Tekstfragment -
- - - - -

In dit hoofdstuk worden de belangrijkste zintuig- en communicatiestoornissen bij 65-plussers besproken. Als deze niet door een hulpmiddel opgevangen kunnen worden, leiden ze tot handicaps met storing in het maatschappelijk functioneren.
Slechtziendheid door presbyopie komt veel voor, maar is gemakkelijk met een bril te verhelpen. Staar vergt een operatie, waarbij de lens meestal wordt vervangen door een kunstlens.
Glaucoom is vaak het gevolg van een verhoogde oogboldruk, en kent verschillende vormen. De afwijking uit zich soms acuut maar vaker sluipend, waardoor ze pas ontdekt wordt als het netvlies al blijvende schade heeft opgelopen. Dikwijls is medicamenteuze behandeling voldoende, soms moet iridotomie plaatsvinden, vaak met laser.
Seniele maculadegeneratie kent een onbehandelbare droge vorm en een natte vorm die in het begin nog met laser behandelbaar is. Blindheid dreigt.
Diabetische retinopathie is ook een belangrijke oorzaak van blindheid en moet tijdig opgespoord worden zodat goede instelling van de diabetes, laserbehandeling en eventueel vitrectomie verergering kunnen voorkomen of vertragen.
Vasculaire oogaandoeningen kunnen acute visusdaling of inperking van het gezichtsveld geven. Bij reuscelarteriitis is direct prednisonbehandeling nodig.
Ectropion en entropion van de oogleden kunnen tranen en hoornvliesontsteking veroorzaken, en zijn met een eenvoudige ingreep te verhelpen.
Bij ernstige, blijvende slechtziendheid zijn nog verscheidene hulpmiddelen mogelijk. Verder moeten maatregelen genomen worden om onder andere vallen te voorkomen.
Bij gehoorstoornissen moet eerst gekeken worden naar eventuele aanwezigheid van eenvoudig te verwijderen cerumenproppen.
Presbyacusis komt veel voor en kan vaak door een hoortoestel worden gecompenseerd, maar er is goede motivatie, individuele aanpassing en duidelijke bedieningsinstructie voor nodig.
De omgeving moet de beste manier van praten met de slechthorende leren. Verder zijn er allerlei technische hulpmiddelen als trilwekkers, licht- of trilsignalen voor telefoon, deurbel en alarmering. Oorsuizen kan objectief zijn en is dan soms te verhelpen, of subjectief, meestal bij een verslechterend gehoor. In het laatste geval is het soms acceptabel te maken door een hoortoestel (bijv. met ruismaskering).

- - - - -

Verstrekte gegevens -

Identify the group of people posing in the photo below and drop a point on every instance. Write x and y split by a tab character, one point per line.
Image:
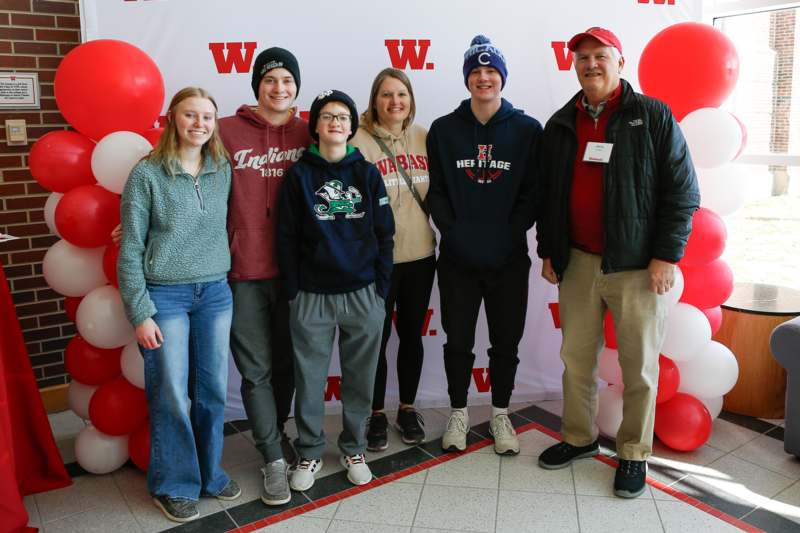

- - - - -

Opdracht - Schrijf letterlijk een deel over uit de tekst over zintuig- en communicatiestoornissen bij 65-plussers. Begin bij de woorden "Seniele maculadegeneratie kent" en stop na "vallen te voorkomen.".

Antwoord -
Seniele maculadegeneratie kent een onbehandelbare droge vorm en een natte vorm die in het begin nog met laser behandelbaar is. Blindheid dreigt.
Diabetische retinopathie is ook een belangrijke oorzaak van blindheid en moet tijdig opgespoord worden zodat goede instelling van de diabetes, laserbehandeling en eventueel vitrectomie verergering kunnen voorkomen of vertragen.
Vasculaire oogaandoeningen kunnen acute visusdaling of inperking van het gezichtsveld geven. Bij reuscelarteriitis is direct prednisonbehandeling nodig.
Ectropion en entropion van de oogleden kunnen tranen en hoornvliesontsteking veroorzaken, en zijn met een eenvoudige ingreep te verhelpen.
Bij ernstige, blijvende slechtziendheid zijn nog verscheidene hulpmiddelen mogelijk. Verder moeten maatregelen genomen worden om onder andere vallen te voorkomen.